### Task goal
Will you give every entry again exactly as it stands?

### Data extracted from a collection
++++

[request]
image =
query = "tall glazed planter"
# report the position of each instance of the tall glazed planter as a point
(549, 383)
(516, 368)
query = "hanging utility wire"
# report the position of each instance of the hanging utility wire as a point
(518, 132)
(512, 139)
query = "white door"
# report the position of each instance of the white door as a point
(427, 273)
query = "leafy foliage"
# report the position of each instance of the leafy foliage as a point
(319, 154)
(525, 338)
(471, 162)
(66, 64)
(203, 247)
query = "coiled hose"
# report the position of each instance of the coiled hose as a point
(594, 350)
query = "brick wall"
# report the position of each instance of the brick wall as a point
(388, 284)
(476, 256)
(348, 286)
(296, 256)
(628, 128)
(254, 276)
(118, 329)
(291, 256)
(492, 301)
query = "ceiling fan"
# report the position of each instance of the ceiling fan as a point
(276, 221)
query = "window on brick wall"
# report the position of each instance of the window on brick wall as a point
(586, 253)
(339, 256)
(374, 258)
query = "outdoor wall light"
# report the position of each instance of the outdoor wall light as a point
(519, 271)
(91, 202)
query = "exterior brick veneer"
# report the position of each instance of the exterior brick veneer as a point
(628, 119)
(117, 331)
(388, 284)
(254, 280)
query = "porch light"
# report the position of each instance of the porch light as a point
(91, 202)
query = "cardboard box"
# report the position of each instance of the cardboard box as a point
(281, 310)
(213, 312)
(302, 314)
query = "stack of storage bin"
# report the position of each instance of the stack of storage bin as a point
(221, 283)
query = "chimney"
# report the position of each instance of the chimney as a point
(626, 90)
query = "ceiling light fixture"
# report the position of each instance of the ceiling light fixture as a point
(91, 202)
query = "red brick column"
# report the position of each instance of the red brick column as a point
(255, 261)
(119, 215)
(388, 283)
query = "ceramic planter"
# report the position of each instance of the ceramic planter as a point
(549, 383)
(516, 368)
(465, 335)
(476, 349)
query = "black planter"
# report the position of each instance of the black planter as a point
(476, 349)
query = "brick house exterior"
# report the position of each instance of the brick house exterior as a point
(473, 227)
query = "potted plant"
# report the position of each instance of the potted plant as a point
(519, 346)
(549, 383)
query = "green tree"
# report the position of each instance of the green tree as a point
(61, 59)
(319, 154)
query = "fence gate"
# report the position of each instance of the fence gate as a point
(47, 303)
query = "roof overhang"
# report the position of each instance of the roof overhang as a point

++++

### Result
[request]
image =
query = "tall glazed planter"
# report the position of each instance of the tall glazed planter as a point
(549, 383)
(516, 368)
query = "hanging utility wire"
# report the position of each instance of the hanging utility wire as a point
(518, 132)
(512, 139)
query = "white door"
# report the position of each instance of the white door as a point
(427, 273)
query = "leafy foliage"
# report the position of each instance of the leafy foliage as a point
(319, 154)
(525, 338)
(471, 162)
(66, 64)
(203, 247)
query = "coiled hose"
# report the position of each instance of the coiled hose as a point
(594, 350)
query = "brick wall"
# report the position of each instance of the brick wall as a point
(388, 284)
(476, 256)
(348, 286)
(296, 256)
(628, 128)
(254, 276)
(118, 329)
(291, 256)
(492, 301)
query = "ceiling fan"
# report the position of each instance of the ceiling fan as a point
(276, 221)
query = "window on brick wall"
# report the position of each instance of the window on brick wall as a point
(586, 253)
(339, 256)
(374, 258)
query = "outdoor wall light"
# report the position of each instance of the outdoor wall light as a point
(519, 271)
(91, 202)
query = "exterior brick veneer"
# report the position of each instance of the exterior brick veneer as a point
(628, 119)
(117, 331)
(388, 284)
(254, 280)
query = "porch light"
# report the position of each instance of the porch light as a point
(91, 202)
query = "cardboard box"
# report the position of each instance of the cardboard box as a point
(281, 310)
(213, 312)
(302, 314)
query = "stack of storage bin"
# report the position of each instance of the stack of storage bin as a point
(221, 283)
query = "chimney"
# report the position of each instance of the chimney as a point
(626, 90)
query = "ceiling light fixture"
# report the position of each instance of the ceiling light fixture as a point
(91, 202)
query = "red brick column"
# report the position of each instance of the red brick column as a point
(255, 261)
(119, 215)
(388, 283)
query = "ceramic planter"
# report the position of each instance of the ceramic planter as a point
(549, 383)
(516, 368)
(465, 335)
(476, 349)
query = "black planter"
# report the position of each instance of the black planter as a point
(476, 349)
query = "brick house exterior"
# report the position of each instance of the brick house exterior as a point
(473, 227)
query = "potted plant"
# report the position of each instance of the potted plant as a point
(519, 346)
(549, 383)
query = "green tree"
# report the position of each instance of the green tree as a point
(61, 59)
(319, 154)
query = "fence gate"
# report the position of each instance of the fence gate as a point
(47, 303)
query = "roof overhang"
# report the position of each instance of the roof overhang as a point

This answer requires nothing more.